REQUIRED WORK: The response must restate all of the data word for word.

MATERIAL PROVIDED:
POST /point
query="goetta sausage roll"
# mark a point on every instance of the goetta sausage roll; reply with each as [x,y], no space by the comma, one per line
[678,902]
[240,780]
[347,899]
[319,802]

RESPONSE TO THE TASK:
POST /point
query="goetta sausage roll"
# mark a point on every instance of the goetta sausage roll; reply with each as [x,y], no space by the comma, one per line
[678,902]
[240,780]
[347,899]
[319,802]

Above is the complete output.